• **What is asked**: The data below is to be returned in full and exactly.

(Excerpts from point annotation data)

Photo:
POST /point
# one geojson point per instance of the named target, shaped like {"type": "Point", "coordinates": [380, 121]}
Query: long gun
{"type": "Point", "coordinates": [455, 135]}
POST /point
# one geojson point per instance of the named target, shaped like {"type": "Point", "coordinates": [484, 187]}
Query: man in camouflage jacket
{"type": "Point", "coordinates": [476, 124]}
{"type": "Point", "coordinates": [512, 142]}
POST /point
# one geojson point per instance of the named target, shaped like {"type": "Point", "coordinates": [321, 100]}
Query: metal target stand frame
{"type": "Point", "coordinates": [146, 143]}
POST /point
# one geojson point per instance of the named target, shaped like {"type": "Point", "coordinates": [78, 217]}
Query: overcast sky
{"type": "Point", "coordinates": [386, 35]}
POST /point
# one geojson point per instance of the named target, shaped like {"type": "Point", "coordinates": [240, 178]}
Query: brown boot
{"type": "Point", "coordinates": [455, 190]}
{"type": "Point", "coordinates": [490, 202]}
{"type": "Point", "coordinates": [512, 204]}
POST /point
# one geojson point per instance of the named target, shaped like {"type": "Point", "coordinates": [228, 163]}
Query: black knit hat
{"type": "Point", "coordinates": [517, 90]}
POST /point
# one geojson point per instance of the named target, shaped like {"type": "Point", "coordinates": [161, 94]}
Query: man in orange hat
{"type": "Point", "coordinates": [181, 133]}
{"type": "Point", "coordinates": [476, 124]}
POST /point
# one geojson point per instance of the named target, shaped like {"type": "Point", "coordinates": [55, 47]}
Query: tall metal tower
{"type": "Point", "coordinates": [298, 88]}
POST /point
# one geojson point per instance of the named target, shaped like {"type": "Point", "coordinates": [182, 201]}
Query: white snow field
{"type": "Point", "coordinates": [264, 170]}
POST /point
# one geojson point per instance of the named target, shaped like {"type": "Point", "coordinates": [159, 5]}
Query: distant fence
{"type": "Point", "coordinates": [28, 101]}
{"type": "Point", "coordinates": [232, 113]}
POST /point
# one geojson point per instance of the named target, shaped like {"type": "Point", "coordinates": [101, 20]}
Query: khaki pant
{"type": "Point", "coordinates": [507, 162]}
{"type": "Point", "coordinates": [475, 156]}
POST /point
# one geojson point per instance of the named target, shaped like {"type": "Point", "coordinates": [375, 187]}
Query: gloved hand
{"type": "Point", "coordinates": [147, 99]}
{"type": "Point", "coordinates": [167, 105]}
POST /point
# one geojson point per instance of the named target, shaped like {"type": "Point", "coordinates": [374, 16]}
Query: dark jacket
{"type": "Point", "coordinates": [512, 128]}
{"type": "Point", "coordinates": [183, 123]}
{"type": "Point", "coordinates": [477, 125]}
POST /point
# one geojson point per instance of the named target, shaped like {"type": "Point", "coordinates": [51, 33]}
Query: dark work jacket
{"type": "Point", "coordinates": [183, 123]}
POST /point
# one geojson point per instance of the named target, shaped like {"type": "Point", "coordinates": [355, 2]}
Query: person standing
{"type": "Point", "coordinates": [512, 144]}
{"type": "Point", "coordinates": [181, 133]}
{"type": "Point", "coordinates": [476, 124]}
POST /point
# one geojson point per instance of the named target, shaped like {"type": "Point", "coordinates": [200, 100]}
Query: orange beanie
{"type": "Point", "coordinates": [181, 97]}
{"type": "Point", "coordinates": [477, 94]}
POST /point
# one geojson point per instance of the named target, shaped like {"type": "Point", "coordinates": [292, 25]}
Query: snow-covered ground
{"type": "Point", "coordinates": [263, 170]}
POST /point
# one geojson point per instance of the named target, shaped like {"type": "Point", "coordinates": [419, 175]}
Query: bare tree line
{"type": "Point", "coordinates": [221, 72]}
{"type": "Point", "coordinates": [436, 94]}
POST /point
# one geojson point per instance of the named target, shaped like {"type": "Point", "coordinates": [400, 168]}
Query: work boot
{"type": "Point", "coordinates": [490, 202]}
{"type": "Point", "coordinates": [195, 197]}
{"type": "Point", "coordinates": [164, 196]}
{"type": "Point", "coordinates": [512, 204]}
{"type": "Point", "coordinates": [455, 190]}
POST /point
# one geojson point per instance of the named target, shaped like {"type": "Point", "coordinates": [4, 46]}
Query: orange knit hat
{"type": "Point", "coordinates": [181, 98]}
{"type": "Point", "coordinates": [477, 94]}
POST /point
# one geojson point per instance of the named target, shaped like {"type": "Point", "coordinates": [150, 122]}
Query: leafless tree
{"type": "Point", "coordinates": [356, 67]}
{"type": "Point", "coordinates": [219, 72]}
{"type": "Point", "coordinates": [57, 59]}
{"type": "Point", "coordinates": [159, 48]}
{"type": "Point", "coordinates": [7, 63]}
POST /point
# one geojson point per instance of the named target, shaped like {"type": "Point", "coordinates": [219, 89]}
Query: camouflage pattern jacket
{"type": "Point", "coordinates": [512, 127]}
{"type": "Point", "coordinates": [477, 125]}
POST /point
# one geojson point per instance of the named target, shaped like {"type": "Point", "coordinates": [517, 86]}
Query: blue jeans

• **Problem solution**:
Photo:
POST /point
# one geojson point per instance of the named target, shaped like {"type": "Point", "coordinates": [380, 121]}
Query: long gun
{"type": "Point", "coordinates": [455, 135]}
POST /point
# one geojson point per instance of the named target, shaped like {"type": "Point", "coordinates": [484, 187]}
Query: man in camouflage jacket
{"type": "Point", "coordinates": [476, 124]}
{"type": "Point", "coordinates": [512, 142]}
POST /point
# one geojson point per instance of the named target, shaped like {"type": "Point", "coordinates": [321, 100]}
Query: metal target stand frame
{"type": "Point", "coordinates": [146, 143]}
POST /point
# one geojson point per instance of the named target, shaped like {"type": "Point", "coordinates": [78, 217]}
Query: overcast sky
{"type": "Point", "coordinates": [386, 35]}
POST /point
# one geojson point per instance of the named target, shaped like {"type": "Point", "coordinates": [240, 178]}
Query: brown boot
{"type": "Point", "coordinates": [455, 190]}
{"type": "Point", "coordinates": [490, 202]}
{"type": "Point", "coordinates": [512, 204]}
POST /point
# one geojson point per instance of the named target, shaped like {"type": "Point", "coordinates": [228, 163]}
Query: black knit hat
{"type": "Point", "coordinates": [517, 90]}
POST /point
# one geojson point per instance of the named target, shaped like {"type": "Point", "coordinates": [161, 94]}
Query: man in orange hat
{"type": "Point", "coordinates": [181, 133]}
{"type": "Point", "coordinates": [476, 124]}
POST /point
# one geojson point per instance of the named target, shaped like {"type": "Point", "coordinates": [55, 47]}
Query: tall metal tower
{"type": "Point", "coordinates": [298, 88]}
POST /point
# one geojson point per instance of the named target, shaped like {"type": "Point", "coordinates": [182, 201]}
Query: white snow field
{"type": "Point", "coordinates": [264, 170]}
POST /point
# one geojson point per instance of the named target, shaped like {"type": "Point", "coordinates": [159, 5]}
Query: distant fence
{"type": "Point", "coordinates": [28, 101]}
{"type": "Point", "coordinates": [232, 113]}
POST /point
# one geojson point per instance of the named target, shaped like {"type": "Point", "coordinates": [101, 20]}
Query: khaki pant
{"type": "Point", "coordinates": [507, 162]}
{"type": "Point", "coordinates": [475, 156]}
POST /point
# one geojson point per instance of the named target, shaped like {"type": "Point", "coordinates": [375, 187]}
Query: gloved hand
{"type": "Point", "coordinates": [147, 99]}
{"type": "Point", "coordinates": [167, 105]}
POST /point
# one geojson point per instance of the named target, shaped like {"type": "Point", "coordinates": [374, 16]}
Query: dark jacket
{"type": "Point", "coordinates": [512, 128]}
{"type": "Point", "coordinates": [183, 123]}
{"type": "Point", "coordinates": [477, 125]}
POST /point
# one geojson point per instance of the named target, shaped like {"type": "Point", "coordinates": [51, 33]}
Query: dark work jacket
{"type": "Point", "coordinates": [183, 123]}
POST /point
# one geojson point per instance of the named target, shaped like {"type": "Point", "coordinates": [355, 2]}
Query: person standing
{"type": "Point", "coordinates": [512, 144]}
{"type": "Point", "coordinates": [181, 133]}
{"type": "Point", "coordinates": [476, 124]}
POST /point
# one geojson point per instance of the named target, shaped like {"type": "Point", "coordinates": [200, 100]}
Query: orange beanie
{"type": "Point", "coordinates": [181, 97]}
{"type": "Point", "coordinates": [477, 94]}
POST /point
# one geojson point per instance of the named target, shaped like {"type": "Point", "coordinates": [292, 25]}
Query: snow-covered ground
{"type": "Point", "coordinates": [263, 170]}
POST /point
# one geojson point per instance of the named target, shaped like {"type": "Point", "coordinates": [419, 175]}
Query: bare tree line
{"type": "Point", "coordinates": [221, 72]}
{"type": "Point", "coordinates": [436, 94]}
POST /point
# one geojson point per instance of the named target, shaped like {"type": "Point", "coordinates": [400, 168]}
Query: work boot
{"type": "Point", "coordinates": [490, 202]}
{"type": "Point", "coordinates": [195, 197]}
{"type": "Point", "coordinates": [164, 196]}
{"type": "Point", "coordinates": [512, 204]}
{"type": "Point", "coordinates": [455, 190]}
POST /point
# one geojson point per instance of the named target, shaped like {"type": "Point", "coordinates": [4, 46]}
Query: orange knit hat
{"type": "Point", "coordinates": [181, 98]}
{"type": "Point", "coordinates": [477, 94]}
POST /point
# one geojson point per instance of the named target, shaped like {"type": "Point", "coordinates": [150, 122]}
Query: leafless tree
{"type": "Point", "coordinates": [356, 67]}
{"type": "Point", "coordinates": [219, 72]}
{"type": "Point", "coordinates": [57, 59]}
{"type": "Point", "coordinates": [159, 48]}
{"type": "Point", "coordinates": [7, 63]}
POST /point
# one geojson point per instance of the named target, shaped like {"type": "Point", "coordinates": [219, 89]}
Query: camouflage pattern jacket
{"type": "Point", "coordinates": [512, 127]}
{"type": "Point", "coordinates": [477, 125]}
POST /point
# one geojson point per instance of the named target, shaped like {"type": "Point", "coordinates": [517, 86]}
Query: blue jeans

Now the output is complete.